### Work to complete
Rewrite the stretch of records from the line containing "In the picture above, where can the dirt" through the end of the records, keeping the requests, and shift every coordinate in the answers by -67.

### Data listing

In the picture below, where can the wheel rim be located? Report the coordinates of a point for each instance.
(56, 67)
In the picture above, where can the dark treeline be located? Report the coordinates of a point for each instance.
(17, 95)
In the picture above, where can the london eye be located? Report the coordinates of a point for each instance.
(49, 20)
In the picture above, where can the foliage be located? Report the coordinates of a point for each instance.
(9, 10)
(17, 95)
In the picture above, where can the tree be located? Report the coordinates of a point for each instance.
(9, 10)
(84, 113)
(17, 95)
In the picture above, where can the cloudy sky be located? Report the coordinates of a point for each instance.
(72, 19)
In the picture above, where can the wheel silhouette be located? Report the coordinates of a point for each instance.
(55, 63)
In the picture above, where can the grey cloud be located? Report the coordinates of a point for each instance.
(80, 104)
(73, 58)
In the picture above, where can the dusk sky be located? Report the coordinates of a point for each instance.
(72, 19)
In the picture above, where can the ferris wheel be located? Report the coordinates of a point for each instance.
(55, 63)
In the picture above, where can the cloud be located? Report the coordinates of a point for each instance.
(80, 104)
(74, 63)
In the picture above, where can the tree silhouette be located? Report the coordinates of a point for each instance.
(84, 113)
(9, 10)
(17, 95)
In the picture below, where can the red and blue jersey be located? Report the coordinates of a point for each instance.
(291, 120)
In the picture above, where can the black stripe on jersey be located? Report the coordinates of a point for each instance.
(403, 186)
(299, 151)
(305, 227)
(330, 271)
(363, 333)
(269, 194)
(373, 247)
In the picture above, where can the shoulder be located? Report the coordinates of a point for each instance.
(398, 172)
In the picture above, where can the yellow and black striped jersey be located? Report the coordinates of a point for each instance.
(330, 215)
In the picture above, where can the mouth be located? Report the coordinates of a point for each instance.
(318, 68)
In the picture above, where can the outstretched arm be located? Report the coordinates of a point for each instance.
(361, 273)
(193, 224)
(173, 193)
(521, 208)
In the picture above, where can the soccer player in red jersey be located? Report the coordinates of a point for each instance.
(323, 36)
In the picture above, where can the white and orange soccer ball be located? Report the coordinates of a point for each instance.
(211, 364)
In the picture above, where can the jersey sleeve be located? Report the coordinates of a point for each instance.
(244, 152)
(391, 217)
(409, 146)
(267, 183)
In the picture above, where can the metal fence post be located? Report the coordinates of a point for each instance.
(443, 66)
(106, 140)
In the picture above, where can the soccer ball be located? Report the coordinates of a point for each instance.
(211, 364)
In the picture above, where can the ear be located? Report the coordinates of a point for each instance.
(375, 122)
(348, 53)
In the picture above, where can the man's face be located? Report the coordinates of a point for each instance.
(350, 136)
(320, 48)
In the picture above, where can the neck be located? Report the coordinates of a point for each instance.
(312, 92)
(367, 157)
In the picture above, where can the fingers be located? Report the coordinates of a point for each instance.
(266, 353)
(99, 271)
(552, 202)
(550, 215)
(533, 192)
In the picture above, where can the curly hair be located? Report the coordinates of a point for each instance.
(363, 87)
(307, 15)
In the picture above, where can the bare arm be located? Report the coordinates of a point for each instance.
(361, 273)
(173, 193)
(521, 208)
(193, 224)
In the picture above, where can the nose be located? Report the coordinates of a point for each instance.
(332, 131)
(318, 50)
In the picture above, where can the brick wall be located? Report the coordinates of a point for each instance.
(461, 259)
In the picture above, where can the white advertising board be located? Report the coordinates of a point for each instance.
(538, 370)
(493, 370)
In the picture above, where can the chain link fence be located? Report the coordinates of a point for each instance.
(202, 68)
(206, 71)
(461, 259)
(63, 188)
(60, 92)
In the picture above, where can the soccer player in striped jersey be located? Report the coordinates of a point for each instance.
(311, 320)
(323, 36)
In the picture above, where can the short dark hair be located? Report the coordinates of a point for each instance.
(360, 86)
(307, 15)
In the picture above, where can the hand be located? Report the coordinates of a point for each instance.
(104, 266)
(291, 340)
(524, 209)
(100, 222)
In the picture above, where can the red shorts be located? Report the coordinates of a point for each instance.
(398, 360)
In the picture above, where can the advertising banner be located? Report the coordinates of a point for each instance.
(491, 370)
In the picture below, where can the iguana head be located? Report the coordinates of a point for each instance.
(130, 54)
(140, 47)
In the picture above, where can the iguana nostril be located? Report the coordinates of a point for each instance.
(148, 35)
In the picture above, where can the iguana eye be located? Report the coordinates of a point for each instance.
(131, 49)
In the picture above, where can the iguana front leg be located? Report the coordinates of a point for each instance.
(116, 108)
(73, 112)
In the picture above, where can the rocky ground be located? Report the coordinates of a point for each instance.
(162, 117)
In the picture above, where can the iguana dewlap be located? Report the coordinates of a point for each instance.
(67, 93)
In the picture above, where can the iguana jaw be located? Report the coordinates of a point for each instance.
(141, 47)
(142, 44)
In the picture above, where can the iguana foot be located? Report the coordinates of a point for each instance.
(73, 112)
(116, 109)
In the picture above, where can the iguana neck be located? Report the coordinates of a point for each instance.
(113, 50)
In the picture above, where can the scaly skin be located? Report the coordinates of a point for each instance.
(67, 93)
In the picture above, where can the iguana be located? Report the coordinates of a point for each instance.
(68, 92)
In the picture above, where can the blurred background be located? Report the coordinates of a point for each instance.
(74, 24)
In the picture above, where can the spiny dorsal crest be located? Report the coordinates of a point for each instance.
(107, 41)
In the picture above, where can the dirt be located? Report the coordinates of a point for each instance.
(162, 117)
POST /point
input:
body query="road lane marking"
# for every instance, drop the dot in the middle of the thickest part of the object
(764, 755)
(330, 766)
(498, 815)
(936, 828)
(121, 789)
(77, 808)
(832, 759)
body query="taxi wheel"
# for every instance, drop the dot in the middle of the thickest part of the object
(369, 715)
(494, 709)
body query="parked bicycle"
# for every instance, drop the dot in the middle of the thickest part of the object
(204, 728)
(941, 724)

### Result
In the picture above, where can the dirt be located? Report the coordinates of a point for each instance.
(95, 50)
POST /point
input:
body query="road lane marking"
# for every instance, drop the dot in the middle of the thickest part of the object
(697, 688)
(263, 699)
(431, 748)
(869, 761)
(54, 722)
(10, 741)
(765, 692)
body query="taxi wheel"
# for every instance, drop the dot in the middle of the thickest part of the object
(302, 648)
(427, 642)
body query="parked bicycle"
# for every instance, drop the dot in the middle of the thickest part of the object
(137, 661)
(874, 657)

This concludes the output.